WHAT YOU ARE ASKED TO DO: After finding the line containing "Note: spot the white rug" below, please output that line and each following one through the line containing "Note: spot the brown", exactly as written.

EXTRACTED INFORMATION:

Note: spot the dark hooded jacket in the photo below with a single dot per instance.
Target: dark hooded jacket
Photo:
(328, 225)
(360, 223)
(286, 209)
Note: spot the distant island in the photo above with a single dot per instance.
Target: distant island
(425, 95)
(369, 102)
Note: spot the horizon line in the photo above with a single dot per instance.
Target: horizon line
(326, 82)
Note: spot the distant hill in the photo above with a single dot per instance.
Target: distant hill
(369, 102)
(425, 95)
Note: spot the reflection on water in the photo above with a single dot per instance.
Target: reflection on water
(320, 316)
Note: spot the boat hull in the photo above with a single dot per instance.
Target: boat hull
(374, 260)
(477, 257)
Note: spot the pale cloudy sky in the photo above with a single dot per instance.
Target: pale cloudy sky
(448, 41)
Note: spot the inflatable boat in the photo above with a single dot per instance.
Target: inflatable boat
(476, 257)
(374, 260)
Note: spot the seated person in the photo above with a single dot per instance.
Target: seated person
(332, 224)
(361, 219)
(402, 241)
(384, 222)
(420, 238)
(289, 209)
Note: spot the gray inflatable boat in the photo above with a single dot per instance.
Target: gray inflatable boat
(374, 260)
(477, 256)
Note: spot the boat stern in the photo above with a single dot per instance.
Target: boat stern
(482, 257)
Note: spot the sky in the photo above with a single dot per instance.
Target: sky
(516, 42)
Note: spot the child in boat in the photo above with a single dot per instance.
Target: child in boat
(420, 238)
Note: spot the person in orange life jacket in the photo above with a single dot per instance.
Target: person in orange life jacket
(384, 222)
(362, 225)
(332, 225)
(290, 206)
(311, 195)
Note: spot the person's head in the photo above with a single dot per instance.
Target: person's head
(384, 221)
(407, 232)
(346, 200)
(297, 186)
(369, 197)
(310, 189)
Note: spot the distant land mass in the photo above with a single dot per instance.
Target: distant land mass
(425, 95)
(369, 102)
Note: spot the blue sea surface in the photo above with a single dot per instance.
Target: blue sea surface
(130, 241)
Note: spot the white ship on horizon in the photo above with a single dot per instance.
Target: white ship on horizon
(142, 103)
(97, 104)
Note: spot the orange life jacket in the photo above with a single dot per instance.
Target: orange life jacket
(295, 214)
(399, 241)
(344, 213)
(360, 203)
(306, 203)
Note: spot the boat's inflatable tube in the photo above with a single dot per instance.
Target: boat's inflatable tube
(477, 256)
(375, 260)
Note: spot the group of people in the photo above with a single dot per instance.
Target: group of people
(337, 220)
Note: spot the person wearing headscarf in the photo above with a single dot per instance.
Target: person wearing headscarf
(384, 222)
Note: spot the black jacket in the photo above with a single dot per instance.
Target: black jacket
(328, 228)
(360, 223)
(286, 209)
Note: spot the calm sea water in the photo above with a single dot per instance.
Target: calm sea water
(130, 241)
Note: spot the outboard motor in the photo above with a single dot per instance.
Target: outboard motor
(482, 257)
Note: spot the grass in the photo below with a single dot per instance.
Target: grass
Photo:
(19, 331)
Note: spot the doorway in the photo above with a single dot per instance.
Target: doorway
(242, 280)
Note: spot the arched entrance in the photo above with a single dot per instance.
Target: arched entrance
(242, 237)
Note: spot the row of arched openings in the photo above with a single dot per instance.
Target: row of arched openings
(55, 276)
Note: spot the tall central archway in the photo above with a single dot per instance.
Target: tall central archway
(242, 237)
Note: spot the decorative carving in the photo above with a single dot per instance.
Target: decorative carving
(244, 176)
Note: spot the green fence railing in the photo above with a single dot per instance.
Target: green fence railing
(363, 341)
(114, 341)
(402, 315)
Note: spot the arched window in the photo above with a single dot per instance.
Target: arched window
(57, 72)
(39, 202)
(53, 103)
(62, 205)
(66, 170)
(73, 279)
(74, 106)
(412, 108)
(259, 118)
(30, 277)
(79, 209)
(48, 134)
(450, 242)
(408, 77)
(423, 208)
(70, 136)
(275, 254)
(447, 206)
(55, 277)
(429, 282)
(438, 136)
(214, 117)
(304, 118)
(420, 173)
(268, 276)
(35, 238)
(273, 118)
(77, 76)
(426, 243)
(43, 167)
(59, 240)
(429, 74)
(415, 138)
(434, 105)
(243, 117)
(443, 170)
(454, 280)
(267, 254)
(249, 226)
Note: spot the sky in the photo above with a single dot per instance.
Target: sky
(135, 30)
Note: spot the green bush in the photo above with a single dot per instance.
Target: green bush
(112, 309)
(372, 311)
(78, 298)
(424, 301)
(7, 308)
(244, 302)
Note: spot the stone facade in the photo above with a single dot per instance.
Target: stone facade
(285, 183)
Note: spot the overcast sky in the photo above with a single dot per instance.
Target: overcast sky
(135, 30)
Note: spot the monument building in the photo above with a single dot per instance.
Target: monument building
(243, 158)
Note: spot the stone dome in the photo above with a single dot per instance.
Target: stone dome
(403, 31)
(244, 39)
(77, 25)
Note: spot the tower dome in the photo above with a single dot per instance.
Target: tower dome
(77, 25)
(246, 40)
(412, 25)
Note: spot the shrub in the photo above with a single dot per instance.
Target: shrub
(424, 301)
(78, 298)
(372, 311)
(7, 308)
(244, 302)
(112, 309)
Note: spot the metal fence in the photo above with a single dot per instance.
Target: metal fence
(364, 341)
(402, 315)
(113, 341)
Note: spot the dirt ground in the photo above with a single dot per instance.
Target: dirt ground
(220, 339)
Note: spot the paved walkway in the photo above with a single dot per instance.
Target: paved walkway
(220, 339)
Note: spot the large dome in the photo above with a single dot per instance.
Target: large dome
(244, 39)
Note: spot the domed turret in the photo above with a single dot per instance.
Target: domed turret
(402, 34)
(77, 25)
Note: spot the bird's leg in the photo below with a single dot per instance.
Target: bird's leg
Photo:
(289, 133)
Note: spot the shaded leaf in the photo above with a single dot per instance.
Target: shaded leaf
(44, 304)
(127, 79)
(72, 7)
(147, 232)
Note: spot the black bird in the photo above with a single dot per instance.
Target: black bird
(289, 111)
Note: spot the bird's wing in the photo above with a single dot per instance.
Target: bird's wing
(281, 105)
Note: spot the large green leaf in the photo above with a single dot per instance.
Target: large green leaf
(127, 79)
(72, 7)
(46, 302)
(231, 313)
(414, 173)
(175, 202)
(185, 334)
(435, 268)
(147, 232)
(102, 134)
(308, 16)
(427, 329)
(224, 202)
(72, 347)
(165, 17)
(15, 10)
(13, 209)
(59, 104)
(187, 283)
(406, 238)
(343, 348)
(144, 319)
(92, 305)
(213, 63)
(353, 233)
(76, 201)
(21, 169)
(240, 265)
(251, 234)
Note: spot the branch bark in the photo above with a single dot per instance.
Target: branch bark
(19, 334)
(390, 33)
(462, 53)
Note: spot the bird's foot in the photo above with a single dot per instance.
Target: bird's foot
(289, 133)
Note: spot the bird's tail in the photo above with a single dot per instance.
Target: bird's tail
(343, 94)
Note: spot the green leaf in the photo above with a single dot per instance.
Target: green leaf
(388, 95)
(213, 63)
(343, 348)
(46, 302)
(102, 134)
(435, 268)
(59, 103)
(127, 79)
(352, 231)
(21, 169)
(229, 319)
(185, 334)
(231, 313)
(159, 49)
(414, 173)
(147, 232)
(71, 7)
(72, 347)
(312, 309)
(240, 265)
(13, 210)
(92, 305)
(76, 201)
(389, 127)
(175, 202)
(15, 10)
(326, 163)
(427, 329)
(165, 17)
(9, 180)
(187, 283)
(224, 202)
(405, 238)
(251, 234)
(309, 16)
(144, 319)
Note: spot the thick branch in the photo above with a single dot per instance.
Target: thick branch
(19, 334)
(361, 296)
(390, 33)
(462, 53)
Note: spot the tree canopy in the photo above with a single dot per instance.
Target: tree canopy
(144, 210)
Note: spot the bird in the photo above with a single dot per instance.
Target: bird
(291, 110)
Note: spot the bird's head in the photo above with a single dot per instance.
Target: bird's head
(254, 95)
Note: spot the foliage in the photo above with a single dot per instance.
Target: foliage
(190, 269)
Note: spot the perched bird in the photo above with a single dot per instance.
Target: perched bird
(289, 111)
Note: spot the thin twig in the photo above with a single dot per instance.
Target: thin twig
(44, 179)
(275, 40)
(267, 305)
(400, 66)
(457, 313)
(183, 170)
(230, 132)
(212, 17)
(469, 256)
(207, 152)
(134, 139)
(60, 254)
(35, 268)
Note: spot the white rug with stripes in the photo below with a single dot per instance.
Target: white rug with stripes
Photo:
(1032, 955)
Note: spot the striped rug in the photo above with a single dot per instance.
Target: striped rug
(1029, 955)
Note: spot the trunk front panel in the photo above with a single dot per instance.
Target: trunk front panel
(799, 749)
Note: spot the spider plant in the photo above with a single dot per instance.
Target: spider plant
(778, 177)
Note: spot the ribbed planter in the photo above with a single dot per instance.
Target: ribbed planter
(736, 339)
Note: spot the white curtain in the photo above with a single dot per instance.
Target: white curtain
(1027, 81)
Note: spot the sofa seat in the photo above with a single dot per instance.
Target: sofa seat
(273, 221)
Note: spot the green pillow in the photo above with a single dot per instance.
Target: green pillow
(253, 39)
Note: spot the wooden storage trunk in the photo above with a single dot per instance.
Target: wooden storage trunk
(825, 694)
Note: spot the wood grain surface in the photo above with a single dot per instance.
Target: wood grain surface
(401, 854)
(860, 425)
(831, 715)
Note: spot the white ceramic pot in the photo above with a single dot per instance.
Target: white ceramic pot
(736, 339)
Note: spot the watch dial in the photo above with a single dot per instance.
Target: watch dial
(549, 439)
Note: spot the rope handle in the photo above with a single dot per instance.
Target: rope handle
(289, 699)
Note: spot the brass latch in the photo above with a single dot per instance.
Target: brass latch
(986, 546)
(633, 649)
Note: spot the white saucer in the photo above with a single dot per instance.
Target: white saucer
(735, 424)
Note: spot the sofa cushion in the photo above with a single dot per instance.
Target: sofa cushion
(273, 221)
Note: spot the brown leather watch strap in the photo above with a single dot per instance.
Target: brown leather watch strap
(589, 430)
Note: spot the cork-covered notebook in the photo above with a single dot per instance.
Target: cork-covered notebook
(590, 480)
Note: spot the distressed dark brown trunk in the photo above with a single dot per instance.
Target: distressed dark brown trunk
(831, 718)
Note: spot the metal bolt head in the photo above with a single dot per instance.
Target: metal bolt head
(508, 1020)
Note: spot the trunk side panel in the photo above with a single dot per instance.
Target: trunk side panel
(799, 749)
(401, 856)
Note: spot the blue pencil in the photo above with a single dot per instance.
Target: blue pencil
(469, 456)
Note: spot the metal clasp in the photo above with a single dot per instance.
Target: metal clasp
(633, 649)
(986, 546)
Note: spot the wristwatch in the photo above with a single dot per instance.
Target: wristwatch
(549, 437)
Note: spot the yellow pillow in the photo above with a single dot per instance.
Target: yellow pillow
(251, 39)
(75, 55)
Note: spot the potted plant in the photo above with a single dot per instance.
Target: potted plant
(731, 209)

RESULT OF THIS EXERCISE:
Note: spot the white rug with stripes in the photo below with a single dot per instance.
Target: white rug with stripes
Photo:
(1032, 955)
Note: spot the striped rug in the photo above with a single dot per instance.
Target: striped rug
(1029, 955)
Note: spot the trunk front panel in the photo above with a single dot per instance.
Target: trunk front panel
(799, 749)
Note: spot the spider plant in the photo above with a single dot per instance.
Target: spider plant
(778, 177)
Note: spot the ribbed planter in the photo above with a single dot per instance.
Target: ribbed planter
(736, 339)
Note: spot the white curtain in the photo above with a single dot per instance.
Target: white curtain
(1027, 81)
Note: spot the sofa seat in the photo above with a single dot per instance.
Target: sofa seat
(273, 221)
Note: spot the green pillow in the photo above with a single dot per instance.
Target: green pillow
(253, 39)
Note: spot the wooden storage trunk in the photo above with a single dot per instance.
Target: wooden storage trunk
(825, 694)
Note: spot the wood grain surface in the photo above with a single dot per instance.
Target: wood grain surface
(401, 854)
(860, 425)
(831, 715)
Note: spot the white ceramic pot in the photo above with a single dot per instance.
Target: white ceramic pot
(736, 339)
Note: spot the watch dial in the photo above with a single dot per instance.
Target: watch dial
(549, 439)
Note: spot the rope handle in the photo above with a single dot per instance.
Target: rope handle
(289, 699)
Note: spot the brass latch in the photo above with a single dot per instance.
Target: brass latch
(986, 546)
(633, 649)
Note: spot the white saucer in the photo above with a single dot per instance.
Target: white saucer
(735, 424)
Note: spot the sofa cushion in the photo above with a single dot per instance.
Target: sofa cushion
(273, 221)
Note: spot the brown leather watch strap in the photo above with a single dot per instance.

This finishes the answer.